Perlacher, Christine
Sie arbeitet im Büro beim ADAC, ist Ende 40, sehnt sich abends nach Unterhaltung und Liebe. Sie hat eins von Ulrich Bergs schwarzen Kärtchen gefunden und denkt darüber nach (I, 3).
Perlacher ist die Hauptfigur in Pleschinskis Roman ›Leichtes Licht‹ (2005). Darin ist sie in einer Hamburger Sozialbehörde tätig und fliegt in den Urlaub nach Teneriffa. Unterwegs stellt sie sich alles, was sie sehen und erleben wird, im Detail vor, und es scheint dann auch so zu kommen. Hier geht es um das gewöhnliche Leben, ohne Aufregung und durchaus wohlwollend betrachtet. Aber inzwischen genügt das Christine Perlacher offenbar nicht mehr. Sie hat ihre Tapferkeit verloren. Aber wir hören nichts mehr von ihr.
Rentzler, Guido
40-jähriger Betriebswirt, Angestellter in einem Catering-Konzern, ›Wurst-Subunternehmer‹, dick, frustriert, denkt beim Audi-Fahren über die Scheußlichkeiten der Gegenwart nach (I, 20). Er hat Frau und Sohn. Wie einzelne andere verschwindet er gleich wieder aus dem Roman.
Reutte, Hanna
Eine Domina aus Aichach, etwa 40, verliebt in Hendrik, einen Neurologen, der sie verlassen hat. Sie will ihn töten und überredet Markus Fehling, sie mit seinem Auto nach Augsburg zu fahren (I, 7, 9). Später sieht man sie in der Villa mit der alten Pistole hantieren, die nicht mehr funktioniert (I, 19). Frau Wimpf, die Lehrerin, fühlt sich bedroht. Reutte: »ich kann Sie doch nicht einfach erschiessen, ich kenn' Sie doch gar nicht« (I, 19, S. 223). Danach freunden beide sich an und reden im Garten. Clarissa Berg missfällt das: »Sitzen Sie jetzt da?« fragt sie. »Tun wir«, antwortet Frau Wimpf (I, 19, 233). Später gibt es eine Liaison zwischen Reutte und Markus Fehling (II, 41, 44).
Sims, Norbert
Ein langer Mensch von 33 Jahren, kommt erst spät dazu, war Kassierer in verschiedenen Supermärkten. »Er kann nicht mehr. Auch der Rücken ist hin« (II, 41, S. 531).

**GEGEBENE INFORMATIONEN:**

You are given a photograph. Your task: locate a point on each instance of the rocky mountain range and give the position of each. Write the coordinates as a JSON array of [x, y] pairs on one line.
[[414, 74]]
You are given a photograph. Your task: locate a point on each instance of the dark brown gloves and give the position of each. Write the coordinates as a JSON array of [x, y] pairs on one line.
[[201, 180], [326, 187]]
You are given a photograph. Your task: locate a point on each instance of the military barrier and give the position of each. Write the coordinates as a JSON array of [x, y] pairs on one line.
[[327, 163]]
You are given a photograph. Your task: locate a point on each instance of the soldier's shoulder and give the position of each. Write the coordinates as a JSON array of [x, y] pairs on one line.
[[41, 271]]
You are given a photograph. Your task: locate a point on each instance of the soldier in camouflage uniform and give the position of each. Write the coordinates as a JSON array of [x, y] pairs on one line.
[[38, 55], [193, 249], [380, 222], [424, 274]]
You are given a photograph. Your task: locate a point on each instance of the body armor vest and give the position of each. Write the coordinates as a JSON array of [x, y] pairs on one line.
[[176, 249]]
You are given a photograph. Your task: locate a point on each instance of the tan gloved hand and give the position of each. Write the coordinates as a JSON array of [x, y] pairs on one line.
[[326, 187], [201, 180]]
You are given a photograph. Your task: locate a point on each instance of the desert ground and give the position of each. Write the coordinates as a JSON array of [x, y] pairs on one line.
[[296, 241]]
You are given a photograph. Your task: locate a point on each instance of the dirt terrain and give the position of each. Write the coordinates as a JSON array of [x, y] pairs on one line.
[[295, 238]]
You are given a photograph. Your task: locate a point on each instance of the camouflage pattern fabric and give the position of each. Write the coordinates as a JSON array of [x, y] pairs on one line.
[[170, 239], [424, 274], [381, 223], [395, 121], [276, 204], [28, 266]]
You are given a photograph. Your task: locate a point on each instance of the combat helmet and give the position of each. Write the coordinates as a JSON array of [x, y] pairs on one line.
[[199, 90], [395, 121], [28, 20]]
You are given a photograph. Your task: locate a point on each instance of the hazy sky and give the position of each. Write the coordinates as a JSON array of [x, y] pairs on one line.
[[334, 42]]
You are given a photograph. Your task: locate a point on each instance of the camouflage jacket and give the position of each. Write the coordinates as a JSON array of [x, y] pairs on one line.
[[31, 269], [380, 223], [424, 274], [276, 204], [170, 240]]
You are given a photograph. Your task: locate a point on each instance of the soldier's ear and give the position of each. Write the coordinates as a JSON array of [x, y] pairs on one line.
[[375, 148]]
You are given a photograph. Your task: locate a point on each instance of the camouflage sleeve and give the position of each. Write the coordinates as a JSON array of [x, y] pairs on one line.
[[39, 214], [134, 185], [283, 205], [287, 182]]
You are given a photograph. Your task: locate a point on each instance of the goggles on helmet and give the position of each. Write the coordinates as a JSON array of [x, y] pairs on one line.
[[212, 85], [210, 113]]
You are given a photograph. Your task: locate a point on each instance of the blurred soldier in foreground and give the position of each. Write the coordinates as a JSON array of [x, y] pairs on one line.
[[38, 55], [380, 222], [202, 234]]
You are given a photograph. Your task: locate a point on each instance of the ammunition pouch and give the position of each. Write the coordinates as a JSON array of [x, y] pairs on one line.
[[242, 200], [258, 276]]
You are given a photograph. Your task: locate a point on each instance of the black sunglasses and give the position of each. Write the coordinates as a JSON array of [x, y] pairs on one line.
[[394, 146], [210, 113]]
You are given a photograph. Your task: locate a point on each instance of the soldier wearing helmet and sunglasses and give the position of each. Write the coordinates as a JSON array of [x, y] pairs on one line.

**ARBEITSAUFTRAG:** Erkläre anhand des Textauszugs in ein bis drei Sätzen, mit welcher Begründung Hanna Reutte sagt, sie könne Frau Wimpf nicht einfach erschießen.

**ANTWORT:** Hanna Reutte begründet es damit, dass sie Frau Wimpf gar nicht kennt. Sie sagt das, nachdem sich Frau Wimpf bedroht fühlt, weil Reutte in der Villa mit der alten Pistole hantiert.